— Start Given text —

It’s time for bed, the night before Doc can source online, his OP score, which will be critical in his choice of university subjects and courses. Everyone is apprehensive, but positive. Anxious and ready to sleep - so we can pass the time quickly. Hurry up!

Doc is the only cool head in the house, lying in bed reading his book. “Family hug!” I call out, and Chris, Bear and I lunge at a very startled Doc, squashing him between his pillows and doona. Lots of screaming and giggling and playful yelling, and then it’s off to bed.

In the morning, I search for the newspaper among the garden foliage, and notice that Doc has set his alarm to wake in time to find his OP online, at 9am. I can tell his alarm is set, as it is placed 3 feet away from his bed, on the floor, so he actually has to climb out of bed to turn it off. An old rowing trick - with our 4.30am starts.

— End Given text —

Exercise set:
**a.** List every personal name that appears in the passage about awaiting the OP score.
**b.** From the passage about awaiting the OP score, reproduce the wording starting with "Doc is the only" and going on through "our 4.30am starts.".

— Start Dataset records —

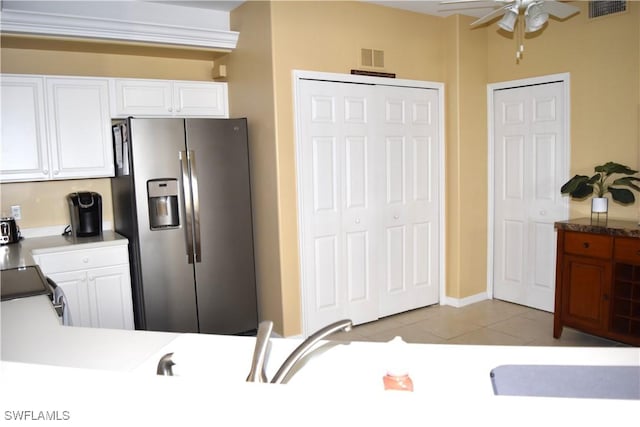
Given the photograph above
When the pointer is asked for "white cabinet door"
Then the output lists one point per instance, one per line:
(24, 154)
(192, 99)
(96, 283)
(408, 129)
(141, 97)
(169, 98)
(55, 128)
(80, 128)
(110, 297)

— End Dataset records —
— Start Dataset records —

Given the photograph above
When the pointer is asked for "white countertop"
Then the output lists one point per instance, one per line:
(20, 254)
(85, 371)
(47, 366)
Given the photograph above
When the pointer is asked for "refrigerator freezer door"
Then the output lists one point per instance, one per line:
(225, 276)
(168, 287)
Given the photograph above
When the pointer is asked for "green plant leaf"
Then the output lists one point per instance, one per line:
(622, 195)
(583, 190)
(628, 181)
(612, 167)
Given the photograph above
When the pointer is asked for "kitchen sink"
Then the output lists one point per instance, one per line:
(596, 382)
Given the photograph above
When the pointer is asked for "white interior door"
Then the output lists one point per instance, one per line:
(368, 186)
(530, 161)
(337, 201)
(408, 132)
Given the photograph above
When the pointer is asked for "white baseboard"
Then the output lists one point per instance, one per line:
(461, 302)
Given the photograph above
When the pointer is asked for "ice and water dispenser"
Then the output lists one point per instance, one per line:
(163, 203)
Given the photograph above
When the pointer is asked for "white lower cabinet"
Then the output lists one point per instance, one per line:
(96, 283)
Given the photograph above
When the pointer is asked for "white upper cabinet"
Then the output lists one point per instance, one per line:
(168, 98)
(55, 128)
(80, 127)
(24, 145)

— End Dataset records —
— Start Dataset records —

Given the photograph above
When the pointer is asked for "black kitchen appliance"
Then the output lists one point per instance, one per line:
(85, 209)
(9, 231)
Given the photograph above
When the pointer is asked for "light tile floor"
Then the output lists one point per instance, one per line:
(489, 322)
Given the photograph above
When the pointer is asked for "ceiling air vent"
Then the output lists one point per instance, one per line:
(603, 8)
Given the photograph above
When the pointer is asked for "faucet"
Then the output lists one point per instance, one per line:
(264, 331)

— End Dataset records —

Solutions to the problems:
**a.** Doc, Chris, Bear

**b.**
Doc is the only cool head in the house, lying in bed reading his book. “Family hug!” I call out, and Chris, Bear and I lunge at a very startled Doc, squashing him between his pillows and doona. Lots of screaming and giggling and playful yelling, and then it’s off to bed.

In the morning, I search for the newspaper among the garden foliage, and notice that Doc has set his alarm to wake in time to find his OP online, at 9am. I can tell his alarm is set, as it is placed 3 feet away from his bed, on the floor, so he actually has to climb out of bed to turn it off. An old rowing trick - with our 4.30am starts.